Render every one of the entries below as a numbered list, omitting blank lines. Keep the pictures out of your answer.

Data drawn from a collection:
----

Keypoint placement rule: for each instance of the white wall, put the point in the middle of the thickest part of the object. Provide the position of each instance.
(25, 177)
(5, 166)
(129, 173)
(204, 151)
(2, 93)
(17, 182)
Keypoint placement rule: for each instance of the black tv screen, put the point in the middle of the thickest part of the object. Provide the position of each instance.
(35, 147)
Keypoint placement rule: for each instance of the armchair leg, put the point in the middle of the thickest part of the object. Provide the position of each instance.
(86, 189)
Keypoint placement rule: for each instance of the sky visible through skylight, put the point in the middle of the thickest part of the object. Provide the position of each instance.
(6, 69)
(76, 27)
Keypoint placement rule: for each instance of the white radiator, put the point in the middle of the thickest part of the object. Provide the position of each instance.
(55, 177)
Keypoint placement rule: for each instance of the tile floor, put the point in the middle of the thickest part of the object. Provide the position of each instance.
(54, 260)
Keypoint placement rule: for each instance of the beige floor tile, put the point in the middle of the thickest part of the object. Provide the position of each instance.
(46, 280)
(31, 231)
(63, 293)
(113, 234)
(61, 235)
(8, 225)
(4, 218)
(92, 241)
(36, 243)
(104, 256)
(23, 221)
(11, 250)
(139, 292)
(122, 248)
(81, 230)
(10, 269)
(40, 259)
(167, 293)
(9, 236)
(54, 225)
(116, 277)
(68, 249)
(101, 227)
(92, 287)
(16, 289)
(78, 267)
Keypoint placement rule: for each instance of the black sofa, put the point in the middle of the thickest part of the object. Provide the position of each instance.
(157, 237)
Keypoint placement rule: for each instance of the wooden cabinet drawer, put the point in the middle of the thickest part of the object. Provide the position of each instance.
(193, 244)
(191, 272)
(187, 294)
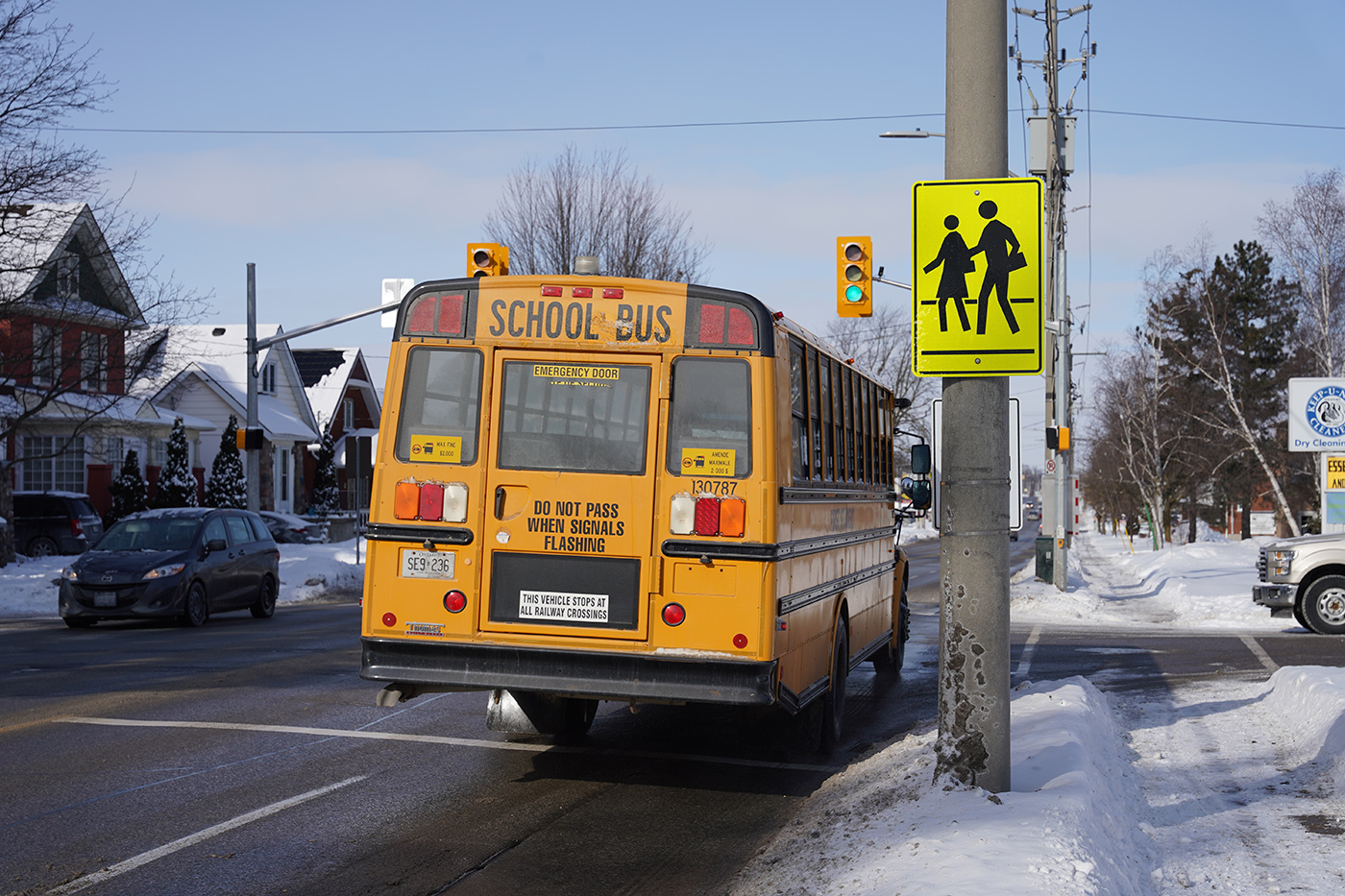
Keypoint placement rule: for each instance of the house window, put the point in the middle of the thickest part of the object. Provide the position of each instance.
(57, 463)
(46, 354)
(93, 361)
(113, 451)
(284, 473)
(67, 276)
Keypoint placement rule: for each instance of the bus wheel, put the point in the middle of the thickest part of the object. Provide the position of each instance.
(833, 702)
(522, 712)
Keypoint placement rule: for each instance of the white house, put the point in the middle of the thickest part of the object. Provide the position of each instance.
(211, 383)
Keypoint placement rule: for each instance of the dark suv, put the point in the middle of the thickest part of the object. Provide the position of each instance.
(54, 522)
(183, 563)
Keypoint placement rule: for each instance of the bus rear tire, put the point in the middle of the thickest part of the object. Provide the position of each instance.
(524, 712)
(833, 702)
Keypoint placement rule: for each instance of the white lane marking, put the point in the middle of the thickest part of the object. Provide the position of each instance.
(191, 839)
(437, 739)
(1028, 650)
(1260, 653)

----

- [Solution below]:
1. Keypoint placement rule: for each instance of the white wall, put the point in the middle of the thickest part of the object. Provide the position of each instance.
2. (25, 177)
3. (5, 166)
4. (129, 173)
5. (204, 151)
6. (2, 93)
7. (17, 182)
8. Keypoint placement rule: for each instance of the black tv screen, put the point in the middle of the thickest part of the object. Provide the position of each instance.
9. (35, 147)
10. Keypoint placement rule: for each instance of the armchair leg, put the point in the middle of the thickest part of the object. Provide the position of each instance.
11. (86, 189)
12. Keypoint placement rule: for each instance of the sky visible through skylight, put the point in the middle of the thickest part of the object. Provide the position of each instance.
13. (6, 69)
14. (76, 27)
15. Keypoint placement rule: for each instance of the white radiator, put the point in the middle of the thickest part of the object. Provide the position of each instance.
16. (55, 177)
17. Keypoint placement rule: for each instance of the tile floor, put the point in the middle of the thickest part of the object. Provide the position of each instance.
18. (54, 260)
19. Keypoint placement rule: for each instance of the beige floor tile, put the point in the middle of the thickest part of the object. Provide the position of each instance.
20. (46, 280)
21. (31, 231)
22. (63, 293)
23. (113, 234)
24. (61, 235)
25. (8, 225)
26. (4, 218)
27. (92, 241)
28. (36, 243)
29. (104, 256)
30. (23, 221)
31. (11, 250)
32. (139, 292)
33. (122, 248)
34. (81, 230)
35. (10, 269)
36. (40, 259)
37. (167, 293)
38. (9, 236)
39. (54, 225)
40. (116, 277)
41. (68, 249)
42. (101, 227)
43. (92, 287)
44. (16, 289)
45. (78, 267)
46. Keypoint placement rule: for each instance of the black sofa, put the point in the middle of the thickest part of the object. Provide the position of each instance.
47. (157, 237)
48. Keypoint placement rule: for each instance of the wooden cabinet drawer, put the point in the middle of the thickest part of the object. Provide the position of each instance.
49. (193, 244)
50. (191, 272)
51. (187, 294)
52. Keypoint placement rule: for each instance of the house window, put the point in the middle of the thickest part of the object. Provide the position of each instance.
53. (57, 463)
54. (46, 354)
55. (93, 361)
56. (113, 451)
57. (284, 473)
58. (67, 276)
59. Keypoint placement rule: for each instance of the bus wheel, put the point in the middle of the thickest part of the object. Provide the position of each instance.
60. (833, 702)
61. (522, 712)
62. Keypoint placement rule: for each instance of the white house, put the point in the middle of the thickest part of the object. Provide the position of each instance.
63. (211, 383)
64. Keypoint placement rule: for each instance of the dark suv, put the point in the middle of the thickest part of the object. Provide the position of each instance.
65. (54, 522)
66. (183, 563)
67. Keypoint placement rule: for each instance of the bus rear tire, put the point in the middle of the thickest part of the object. Provide the position of each instance.
68. (524, 712)
69. (833, 702)
70. Keypoint placement rule: for each instance of the white lane marking, put the point in the middle of the thickest part of the object. Provide the position of each instance.
71. (191, 839)
72. (437, 739)
73. (1028, 650)
74. (1260, 653)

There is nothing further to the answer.